DATA SUPPLIED —
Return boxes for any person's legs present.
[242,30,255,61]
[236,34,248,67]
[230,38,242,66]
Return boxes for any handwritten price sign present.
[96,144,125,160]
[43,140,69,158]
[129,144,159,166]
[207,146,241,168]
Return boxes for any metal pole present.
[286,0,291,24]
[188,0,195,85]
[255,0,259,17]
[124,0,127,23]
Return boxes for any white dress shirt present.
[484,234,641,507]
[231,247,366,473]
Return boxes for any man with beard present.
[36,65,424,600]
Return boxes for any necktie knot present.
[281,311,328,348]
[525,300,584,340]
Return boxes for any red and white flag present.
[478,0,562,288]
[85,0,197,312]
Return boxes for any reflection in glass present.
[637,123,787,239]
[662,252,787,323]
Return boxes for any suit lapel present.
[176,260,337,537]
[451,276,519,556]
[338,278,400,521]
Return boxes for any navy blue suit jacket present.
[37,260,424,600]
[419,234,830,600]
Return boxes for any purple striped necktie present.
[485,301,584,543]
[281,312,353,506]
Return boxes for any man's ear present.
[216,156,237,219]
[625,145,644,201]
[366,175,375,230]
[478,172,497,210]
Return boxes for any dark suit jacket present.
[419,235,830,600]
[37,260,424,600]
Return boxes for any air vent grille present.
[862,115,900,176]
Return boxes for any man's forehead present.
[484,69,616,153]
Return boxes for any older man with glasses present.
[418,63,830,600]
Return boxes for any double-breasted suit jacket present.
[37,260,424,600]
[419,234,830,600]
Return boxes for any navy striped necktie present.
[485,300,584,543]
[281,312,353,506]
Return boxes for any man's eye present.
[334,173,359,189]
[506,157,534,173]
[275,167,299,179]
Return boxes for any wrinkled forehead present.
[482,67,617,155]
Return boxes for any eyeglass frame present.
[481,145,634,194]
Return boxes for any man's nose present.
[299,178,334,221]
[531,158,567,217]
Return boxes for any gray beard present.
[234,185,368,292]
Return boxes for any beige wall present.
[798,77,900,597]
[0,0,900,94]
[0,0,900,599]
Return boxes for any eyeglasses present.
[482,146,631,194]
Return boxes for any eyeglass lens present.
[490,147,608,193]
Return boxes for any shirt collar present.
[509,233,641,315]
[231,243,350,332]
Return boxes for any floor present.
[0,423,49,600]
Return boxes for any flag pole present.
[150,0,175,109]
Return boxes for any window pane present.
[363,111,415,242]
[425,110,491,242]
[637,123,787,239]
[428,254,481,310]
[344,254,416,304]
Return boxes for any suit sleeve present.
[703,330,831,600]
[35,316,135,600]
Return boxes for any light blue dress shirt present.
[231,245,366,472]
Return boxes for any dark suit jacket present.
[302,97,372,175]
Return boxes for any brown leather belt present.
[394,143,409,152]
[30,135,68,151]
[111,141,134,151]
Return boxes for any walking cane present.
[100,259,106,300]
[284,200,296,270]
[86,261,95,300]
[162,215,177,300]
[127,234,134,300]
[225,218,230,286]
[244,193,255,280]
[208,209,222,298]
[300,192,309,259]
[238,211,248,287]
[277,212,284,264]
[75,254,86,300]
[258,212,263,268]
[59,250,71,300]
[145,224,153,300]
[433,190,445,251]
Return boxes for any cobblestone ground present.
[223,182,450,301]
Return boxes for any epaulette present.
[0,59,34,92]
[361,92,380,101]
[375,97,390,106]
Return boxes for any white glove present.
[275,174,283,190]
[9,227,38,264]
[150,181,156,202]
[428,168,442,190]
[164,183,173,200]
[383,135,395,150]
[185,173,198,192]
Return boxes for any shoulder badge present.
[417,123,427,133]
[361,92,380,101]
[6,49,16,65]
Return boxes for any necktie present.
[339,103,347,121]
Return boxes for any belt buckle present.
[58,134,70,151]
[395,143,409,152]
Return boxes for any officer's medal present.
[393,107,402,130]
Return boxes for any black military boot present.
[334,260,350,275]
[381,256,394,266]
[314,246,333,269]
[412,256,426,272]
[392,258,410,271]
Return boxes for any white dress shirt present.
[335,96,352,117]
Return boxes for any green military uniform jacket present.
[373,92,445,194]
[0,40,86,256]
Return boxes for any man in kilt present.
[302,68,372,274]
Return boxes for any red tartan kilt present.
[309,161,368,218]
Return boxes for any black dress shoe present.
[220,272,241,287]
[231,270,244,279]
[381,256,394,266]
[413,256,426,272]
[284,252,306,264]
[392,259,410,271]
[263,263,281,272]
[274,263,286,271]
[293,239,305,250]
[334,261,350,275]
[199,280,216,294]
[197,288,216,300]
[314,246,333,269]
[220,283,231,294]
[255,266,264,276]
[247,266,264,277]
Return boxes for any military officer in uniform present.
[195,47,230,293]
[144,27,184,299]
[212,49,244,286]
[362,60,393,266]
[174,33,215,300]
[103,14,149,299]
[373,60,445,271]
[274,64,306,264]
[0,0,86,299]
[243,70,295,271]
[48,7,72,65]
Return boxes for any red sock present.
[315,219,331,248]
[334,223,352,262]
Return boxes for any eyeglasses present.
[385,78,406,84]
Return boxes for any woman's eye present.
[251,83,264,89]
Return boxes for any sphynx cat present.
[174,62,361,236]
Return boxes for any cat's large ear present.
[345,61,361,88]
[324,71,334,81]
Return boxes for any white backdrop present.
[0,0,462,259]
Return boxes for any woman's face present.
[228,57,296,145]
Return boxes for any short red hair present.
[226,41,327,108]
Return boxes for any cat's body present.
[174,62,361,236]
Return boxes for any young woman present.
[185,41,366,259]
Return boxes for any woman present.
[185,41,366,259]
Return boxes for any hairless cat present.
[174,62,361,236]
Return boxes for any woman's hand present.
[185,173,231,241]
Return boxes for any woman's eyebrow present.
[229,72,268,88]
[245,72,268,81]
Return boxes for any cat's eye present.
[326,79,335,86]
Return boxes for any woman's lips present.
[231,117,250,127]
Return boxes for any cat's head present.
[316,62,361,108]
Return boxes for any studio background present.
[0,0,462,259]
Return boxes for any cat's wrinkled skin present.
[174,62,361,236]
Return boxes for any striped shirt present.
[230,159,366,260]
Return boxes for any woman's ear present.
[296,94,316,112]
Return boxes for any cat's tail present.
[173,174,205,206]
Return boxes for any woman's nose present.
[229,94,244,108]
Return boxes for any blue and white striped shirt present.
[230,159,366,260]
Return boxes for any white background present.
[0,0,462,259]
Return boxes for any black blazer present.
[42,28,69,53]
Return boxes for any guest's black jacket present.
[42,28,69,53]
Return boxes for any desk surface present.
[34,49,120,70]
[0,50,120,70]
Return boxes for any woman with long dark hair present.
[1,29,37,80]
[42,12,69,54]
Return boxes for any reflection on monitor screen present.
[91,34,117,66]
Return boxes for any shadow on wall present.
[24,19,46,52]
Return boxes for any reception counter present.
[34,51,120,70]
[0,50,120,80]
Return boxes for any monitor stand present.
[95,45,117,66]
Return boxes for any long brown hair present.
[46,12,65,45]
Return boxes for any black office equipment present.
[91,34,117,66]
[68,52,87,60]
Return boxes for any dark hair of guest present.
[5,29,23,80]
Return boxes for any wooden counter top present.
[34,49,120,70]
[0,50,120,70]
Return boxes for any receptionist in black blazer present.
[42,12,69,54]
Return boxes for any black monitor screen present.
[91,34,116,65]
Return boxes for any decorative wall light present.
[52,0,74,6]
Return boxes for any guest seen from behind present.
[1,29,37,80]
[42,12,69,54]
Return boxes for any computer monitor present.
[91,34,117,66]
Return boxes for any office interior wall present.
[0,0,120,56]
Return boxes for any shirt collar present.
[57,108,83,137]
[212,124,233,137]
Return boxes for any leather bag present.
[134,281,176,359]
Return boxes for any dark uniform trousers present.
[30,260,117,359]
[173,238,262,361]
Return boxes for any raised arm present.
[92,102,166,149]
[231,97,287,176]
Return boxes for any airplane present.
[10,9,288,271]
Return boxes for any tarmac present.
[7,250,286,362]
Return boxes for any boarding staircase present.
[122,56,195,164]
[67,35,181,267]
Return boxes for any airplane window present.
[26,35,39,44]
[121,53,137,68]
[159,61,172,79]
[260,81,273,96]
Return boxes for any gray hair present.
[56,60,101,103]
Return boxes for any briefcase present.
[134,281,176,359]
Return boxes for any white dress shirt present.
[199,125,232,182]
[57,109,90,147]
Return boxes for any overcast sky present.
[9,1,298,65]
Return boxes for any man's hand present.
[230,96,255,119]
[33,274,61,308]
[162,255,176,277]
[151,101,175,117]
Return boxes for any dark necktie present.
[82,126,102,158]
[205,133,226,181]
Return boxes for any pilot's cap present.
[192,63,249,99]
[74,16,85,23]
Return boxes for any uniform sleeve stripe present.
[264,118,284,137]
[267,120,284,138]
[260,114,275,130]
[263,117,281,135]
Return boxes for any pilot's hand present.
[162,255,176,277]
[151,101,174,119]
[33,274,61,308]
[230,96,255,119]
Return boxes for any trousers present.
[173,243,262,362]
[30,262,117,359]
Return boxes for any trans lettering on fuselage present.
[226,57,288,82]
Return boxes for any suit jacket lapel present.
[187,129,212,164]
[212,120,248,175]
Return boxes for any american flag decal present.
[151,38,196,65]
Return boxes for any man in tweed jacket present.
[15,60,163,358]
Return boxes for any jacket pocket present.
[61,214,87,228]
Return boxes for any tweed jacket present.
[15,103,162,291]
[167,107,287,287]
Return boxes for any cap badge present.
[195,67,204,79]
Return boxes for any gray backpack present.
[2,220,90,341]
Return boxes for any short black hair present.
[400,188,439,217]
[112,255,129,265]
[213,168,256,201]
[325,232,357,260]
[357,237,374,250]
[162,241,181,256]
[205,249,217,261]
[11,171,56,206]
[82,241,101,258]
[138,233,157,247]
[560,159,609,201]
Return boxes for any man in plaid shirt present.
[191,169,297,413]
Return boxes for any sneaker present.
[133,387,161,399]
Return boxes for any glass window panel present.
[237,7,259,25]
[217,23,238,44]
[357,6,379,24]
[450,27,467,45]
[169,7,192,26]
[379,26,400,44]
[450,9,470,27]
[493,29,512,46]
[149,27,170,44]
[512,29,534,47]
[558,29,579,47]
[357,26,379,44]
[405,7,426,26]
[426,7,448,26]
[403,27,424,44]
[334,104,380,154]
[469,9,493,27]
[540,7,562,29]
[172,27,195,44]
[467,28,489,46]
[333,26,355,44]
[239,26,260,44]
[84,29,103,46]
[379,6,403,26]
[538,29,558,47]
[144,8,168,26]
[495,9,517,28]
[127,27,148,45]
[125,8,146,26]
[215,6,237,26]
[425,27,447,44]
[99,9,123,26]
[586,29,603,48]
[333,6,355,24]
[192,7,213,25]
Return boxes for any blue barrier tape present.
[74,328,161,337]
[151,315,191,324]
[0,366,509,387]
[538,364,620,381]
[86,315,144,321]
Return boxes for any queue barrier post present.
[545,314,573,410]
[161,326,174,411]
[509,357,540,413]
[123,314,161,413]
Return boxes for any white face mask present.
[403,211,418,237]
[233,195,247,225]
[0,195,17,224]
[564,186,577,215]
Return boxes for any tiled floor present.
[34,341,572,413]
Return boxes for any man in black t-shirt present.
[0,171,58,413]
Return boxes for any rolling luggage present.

EXERCISE AIM —
Could you rewrite the entries from the line with "Return boxes for any epaulette present." up to and including the line with "[6,49,16,65]", substituting "shoulder patch" for "shoulder badge" and changing nothing else?

EXPECTED ANSWER —
Return boxes for any epaulette present.
[0,59,34,92]
[361,92,380,101]
[375,97,390,106]
Return boxes for any white glove present.
[275,174,283,190]
[9,227,38,264]
[150,181,156,202]
[428,168,442,190]
[164,183,173,200]
[383,135,395,150]
[185,173,198,192]
Return boxes for any shoulder patch present.
[417,123,427,133]
[361,92,380,101]
[6,49,16,65]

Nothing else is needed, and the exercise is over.